What to do: Please extract every line of the records below that contains the word "objects". Case counts.

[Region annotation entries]
◇ ◇ ◇

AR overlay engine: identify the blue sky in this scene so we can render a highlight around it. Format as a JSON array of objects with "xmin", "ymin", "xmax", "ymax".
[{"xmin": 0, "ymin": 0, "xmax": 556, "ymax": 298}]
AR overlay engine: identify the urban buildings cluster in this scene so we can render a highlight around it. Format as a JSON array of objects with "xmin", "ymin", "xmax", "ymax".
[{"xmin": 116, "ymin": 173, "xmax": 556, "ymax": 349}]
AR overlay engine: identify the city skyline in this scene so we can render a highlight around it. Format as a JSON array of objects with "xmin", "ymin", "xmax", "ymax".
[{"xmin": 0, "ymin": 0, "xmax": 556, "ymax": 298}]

◇ ◇ ◇

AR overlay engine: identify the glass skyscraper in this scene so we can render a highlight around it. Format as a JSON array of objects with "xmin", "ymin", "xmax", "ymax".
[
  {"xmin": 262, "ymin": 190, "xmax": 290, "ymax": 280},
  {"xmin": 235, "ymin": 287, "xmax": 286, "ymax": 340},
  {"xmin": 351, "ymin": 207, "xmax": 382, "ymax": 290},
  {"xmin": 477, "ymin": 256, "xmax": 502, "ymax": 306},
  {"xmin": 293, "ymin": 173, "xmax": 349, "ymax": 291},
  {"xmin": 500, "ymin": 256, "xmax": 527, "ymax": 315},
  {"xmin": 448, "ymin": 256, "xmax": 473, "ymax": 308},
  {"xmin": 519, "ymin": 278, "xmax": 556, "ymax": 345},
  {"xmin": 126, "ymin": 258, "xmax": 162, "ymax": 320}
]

◇ ◇ ◇

Answer below:
AR overlay engine: identify the blue sky in this scene so we can render a highlight around it. Format as a JSON array of objects with "xmin", "ymin", "xmax", "ymax".
AR overlay engine: identify the urban buildings cluster in this scene so we can render a highlight around it. Format as a JSON array of objects with "xmin", "ymin", "xmax", "ymax".
AR overlay engine: identify the city skyline in this scene so we can render a highlight around it. Format as a JSON array of objects with "xmin", "ymin", "xmax", "ymax".
AR overlay engine: identify the glass skyscraper in this scene so we can render a highlight around it. Format as a JSON array of objects with "xmin", "ymin", "xmax", "ymax".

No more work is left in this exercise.